Locate every line of the records below that contains the string "baseball", and copy each one. Matching is case-sensitive.

[Items listed in a dataset]
-.-.-

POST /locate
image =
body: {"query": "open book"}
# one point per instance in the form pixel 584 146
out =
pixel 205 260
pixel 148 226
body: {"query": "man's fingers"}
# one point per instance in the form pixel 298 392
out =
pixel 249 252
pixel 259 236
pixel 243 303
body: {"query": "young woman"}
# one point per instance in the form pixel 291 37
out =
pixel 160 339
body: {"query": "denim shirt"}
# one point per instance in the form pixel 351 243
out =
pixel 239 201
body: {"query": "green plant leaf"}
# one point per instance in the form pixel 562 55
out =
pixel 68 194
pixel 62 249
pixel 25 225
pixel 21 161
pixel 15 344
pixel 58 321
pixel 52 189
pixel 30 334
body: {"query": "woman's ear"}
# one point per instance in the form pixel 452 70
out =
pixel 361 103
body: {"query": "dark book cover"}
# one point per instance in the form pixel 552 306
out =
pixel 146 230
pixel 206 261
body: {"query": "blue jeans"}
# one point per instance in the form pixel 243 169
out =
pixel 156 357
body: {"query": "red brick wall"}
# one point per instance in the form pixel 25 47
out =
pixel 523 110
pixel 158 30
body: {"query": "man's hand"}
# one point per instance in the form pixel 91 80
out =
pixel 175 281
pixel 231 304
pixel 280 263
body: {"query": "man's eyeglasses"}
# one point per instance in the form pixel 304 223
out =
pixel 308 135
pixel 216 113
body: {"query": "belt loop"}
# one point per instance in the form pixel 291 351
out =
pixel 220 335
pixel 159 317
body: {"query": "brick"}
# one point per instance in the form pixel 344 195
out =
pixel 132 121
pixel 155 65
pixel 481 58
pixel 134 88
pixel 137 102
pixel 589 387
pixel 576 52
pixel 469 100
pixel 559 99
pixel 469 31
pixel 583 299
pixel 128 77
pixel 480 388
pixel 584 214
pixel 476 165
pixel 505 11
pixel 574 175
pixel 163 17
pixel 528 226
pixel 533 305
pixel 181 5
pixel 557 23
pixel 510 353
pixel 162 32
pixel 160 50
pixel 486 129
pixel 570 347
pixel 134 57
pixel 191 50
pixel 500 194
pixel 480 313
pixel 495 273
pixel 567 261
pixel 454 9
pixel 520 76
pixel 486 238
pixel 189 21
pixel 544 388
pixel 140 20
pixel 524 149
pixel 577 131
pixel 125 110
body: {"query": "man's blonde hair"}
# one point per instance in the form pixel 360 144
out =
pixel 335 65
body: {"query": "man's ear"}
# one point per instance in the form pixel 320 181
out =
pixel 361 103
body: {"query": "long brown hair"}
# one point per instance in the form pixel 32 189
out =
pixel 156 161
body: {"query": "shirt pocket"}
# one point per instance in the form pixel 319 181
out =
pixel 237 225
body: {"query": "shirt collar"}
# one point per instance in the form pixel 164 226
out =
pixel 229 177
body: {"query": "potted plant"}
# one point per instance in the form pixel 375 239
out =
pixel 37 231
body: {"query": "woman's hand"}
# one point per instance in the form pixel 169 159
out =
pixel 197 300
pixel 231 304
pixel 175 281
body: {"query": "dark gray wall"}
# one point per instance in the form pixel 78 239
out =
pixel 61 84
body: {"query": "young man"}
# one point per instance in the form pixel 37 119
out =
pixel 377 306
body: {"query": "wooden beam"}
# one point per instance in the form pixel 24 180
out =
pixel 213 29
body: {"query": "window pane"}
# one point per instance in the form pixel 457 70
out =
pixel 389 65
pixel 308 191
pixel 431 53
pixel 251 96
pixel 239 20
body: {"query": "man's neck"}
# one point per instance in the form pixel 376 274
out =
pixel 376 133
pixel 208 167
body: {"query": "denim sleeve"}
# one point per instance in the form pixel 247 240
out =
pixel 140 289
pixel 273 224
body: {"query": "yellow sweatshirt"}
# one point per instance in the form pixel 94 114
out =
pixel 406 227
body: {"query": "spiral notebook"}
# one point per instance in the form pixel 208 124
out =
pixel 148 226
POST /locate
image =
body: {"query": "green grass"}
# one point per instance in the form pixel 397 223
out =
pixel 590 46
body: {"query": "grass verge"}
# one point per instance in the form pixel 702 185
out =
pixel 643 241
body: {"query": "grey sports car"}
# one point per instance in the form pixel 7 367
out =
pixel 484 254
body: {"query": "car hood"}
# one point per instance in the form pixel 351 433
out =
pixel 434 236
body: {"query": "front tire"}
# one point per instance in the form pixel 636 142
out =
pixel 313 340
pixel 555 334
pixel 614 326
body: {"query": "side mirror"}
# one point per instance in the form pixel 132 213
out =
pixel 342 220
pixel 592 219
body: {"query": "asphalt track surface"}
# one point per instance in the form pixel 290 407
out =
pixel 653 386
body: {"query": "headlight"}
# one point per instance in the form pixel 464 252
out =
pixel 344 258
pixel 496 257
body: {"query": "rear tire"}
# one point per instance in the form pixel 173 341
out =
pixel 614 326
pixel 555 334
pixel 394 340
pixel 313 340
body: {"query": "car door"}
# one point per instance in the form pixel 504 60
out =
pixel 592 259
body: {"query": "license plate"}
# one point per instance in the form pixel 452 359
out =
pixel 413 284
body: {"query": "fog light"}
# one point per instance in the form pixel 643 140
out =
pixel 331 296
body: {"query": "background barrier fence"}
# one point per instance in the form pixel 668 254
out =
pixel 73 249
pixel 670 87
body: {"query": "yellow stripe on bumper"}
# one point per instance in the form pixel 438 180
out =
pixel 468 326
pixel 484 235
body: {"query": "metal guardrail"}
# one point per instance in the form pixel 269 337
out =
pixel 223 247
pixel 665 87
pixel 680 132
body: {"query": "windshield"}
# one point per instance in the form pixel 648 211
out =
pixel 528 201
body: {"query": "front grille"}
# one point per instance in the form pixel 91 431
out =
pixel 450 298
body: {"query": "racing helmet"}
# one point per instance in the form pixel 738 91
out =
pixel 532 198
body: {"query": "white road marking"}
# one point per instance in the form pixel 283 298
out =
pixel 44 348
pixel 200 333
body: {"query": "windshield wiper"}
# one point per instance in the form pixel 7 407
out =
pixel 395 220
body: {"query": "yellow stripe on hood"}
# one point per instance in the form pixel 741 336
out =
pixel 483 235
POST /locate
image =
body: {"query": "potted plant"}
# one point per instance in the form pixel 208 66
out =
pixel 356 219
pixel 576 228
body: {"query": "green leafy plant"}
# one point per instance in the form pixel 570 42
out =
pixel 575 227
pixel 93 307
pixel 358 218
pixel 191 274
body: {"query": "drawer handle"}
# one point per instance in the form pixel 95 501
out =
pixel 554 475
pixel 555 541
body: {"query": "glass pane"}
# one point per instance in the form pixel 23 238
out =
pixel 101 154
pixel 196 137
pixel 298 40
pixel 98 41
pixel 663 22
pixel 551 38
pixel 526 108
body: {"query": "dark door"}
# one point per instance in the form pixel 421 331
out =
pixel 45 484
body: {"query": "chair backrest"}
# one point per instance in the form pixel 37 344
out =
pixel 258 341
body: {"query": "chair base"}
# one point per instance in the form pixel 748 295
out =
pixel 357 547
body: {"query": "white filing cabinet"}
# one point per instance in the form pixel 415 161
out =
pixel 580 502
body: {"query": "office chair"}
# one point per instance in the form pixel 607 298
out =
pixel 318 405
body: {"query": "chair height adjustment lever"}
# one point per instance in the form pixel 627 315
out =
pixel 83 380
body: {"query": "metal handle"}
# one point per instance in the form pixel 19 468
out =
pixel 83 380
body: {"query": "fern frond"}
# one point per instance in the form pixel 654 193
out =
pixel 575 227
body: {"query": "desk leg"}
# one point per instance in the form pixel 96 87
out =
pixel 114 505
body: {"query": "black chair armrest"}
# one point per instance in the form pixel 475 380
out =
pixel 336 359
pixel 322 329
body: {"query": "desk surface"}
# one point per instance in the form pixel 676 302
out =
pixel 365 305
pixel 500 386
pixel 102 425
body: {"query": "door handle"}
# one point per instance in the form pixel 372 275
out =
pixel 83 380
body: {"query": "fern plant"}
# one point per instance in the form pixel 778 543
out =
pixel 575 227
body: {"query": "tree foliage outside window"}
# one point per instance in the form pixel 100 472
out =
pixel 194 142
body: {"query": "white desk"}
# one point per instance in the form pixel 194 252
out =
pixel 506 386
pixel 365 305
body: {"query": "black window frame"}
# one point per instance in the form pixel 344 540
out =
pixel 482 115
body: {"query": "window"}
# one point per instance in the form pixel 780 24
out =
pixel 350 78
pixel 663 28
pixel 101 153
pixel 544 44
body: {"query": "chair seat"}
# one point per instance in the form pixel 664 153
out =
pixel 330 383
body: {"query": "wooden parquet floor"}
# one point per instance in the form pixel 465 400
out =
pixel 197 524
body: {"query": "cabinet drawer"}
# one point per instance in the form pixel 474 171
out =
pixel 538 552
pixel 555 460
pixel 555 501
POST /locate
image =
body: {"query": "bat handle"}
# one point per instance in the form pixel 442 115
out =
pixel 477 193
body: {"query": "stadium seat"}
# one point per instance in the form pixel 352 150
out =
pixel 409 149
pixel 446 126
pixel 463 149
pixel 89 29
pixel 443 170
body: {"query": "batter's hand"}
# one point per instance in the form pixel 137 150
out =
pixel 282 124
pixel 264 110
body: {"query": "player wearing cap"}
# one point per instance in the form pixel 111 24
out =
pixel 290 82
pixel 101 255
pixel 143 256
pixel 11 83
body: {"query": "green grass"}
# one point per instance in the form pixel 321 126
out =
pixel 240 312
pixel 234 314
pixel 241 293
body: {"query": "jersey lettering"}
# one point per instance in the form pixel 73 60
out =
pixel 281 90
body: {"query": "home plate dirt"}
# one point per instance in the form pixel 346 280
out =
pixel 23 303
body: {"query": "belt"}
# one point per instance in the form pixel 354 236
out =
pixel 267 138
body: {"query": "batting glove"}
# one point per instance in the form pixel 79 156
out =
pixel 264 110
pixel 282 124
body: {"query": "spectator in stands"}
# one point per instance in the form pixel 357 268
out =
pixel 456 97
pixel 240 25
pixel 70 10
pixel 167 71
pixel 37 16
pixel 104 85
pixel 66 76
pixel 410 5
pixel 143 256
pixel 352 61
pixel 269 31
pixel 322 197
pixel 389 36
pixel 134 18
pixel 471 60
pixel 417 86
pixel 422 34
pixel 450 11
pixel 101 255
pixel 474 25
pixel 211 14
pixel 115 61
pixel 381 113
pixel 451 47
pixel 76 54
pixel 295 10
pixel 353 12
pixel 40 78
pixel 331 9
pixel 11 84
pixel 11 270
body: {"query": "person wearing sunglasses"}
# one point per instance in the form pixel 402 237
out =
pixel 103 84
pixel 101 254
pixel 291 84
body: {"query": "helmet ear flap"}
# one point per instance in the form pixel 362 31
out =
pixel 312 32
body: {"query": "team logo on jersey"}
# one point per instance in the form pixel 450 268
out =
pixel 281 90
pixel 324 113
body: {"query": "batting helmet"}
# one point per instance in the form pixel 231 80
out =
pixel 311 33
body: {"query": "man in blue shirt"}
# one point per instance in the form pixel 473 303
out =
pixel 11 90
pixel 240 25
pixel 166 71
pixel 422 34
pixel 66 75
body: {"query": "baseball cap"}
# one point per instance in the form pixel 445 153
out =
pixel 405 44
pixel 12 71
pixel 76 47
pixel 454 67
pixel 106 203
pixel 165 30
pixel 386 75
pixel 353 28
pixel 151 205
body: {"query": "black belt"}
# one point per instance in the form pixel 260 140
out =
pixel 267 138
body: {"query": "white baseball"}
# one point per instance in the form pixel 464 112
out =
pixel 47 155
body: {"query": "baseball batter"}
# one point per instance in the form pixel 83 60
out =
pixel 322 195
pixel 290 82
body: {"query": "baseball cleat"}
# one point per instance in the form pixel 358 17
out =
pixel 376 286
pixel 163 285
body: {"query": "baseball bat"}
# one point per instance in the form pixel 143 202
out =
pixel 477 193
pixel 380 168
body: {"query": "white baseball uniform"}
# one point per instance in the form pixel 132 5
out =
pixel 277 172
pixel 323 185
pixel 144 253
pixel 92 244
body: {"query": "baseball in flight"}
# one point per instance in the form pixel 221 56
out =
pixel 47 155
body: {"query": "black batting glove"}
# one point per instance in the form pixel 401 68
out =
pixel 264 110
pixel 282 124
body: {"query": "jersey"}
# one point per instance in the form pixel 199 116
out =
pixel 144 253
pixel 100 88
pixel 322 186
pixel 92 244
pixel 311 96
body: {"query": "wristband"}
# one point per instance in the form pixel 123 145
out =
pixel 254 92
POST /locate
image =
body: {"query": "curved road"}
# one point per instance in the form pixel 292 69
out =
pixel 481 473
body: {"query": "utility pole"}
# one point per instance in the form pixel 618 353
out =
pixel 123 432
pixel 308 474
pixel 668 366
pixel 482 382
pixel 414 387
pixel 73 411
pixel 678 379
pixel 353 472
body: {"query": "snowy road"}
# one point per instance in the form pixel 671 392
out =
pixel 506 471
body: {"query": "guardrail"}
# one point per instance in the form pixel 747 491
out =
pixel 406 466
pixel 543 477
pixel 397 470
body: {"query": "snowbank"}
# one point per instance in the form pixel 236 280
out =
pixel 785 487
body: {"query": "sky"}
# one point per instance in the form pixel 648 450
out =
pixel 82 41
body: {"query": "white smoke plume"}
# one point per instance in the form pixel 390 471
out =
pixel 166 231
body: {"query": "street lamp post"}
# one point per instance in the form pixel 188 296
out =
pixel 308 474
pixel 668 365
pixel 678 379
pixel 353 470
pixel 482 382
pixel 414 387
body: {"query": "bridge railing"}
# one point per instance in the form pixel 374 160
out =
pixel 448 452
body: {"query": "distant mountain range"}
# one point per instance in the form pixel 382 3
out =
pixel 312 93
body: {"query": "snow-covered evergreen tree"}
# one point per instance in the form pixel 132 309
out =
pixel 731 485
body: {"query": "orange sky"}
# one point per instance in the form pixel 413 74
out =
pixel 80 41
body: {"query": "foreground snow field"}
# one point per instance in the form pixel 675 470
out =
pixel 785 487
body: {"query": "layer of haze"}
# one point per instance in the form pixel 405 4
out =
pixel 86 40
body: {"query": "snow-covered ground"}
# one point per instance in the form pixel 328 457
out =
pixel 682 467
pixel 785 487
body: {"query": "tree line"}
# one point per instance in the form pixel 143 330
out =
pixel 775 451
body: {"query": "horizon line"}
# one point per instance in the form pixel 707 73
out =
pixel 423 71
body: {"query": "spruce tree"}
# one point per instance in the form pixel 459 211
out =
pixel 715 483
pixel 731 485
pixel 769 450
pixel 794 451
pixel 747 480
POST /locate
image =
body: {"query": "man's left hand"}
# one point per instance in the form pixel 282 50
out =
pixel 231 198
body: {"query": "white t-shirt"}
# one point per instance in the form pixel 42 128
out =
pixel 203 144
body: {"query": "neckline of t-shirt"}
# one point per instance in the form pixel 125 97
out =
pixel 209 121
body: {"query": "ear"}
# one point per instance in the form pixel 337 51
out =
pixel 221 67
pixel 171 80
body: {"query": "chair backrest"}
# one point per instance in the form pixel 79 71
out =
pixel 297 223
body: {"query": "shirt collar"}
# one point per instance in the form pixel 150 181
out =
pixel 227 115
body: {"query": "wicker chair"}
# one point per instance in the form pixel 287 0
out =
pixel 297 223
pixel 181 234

-.-.-

* REPLY TO THE EXERCISE:
body: {"query": "baseball cap"}
body: {"query": "white baseball"}
body: {"query": "baseball batter"}
body: {"query": "baseball cleat"}
body: {"query": "baseball bat"}
body: {"query": "white baseball uniform"}
body: {"query": "baseball in flight"}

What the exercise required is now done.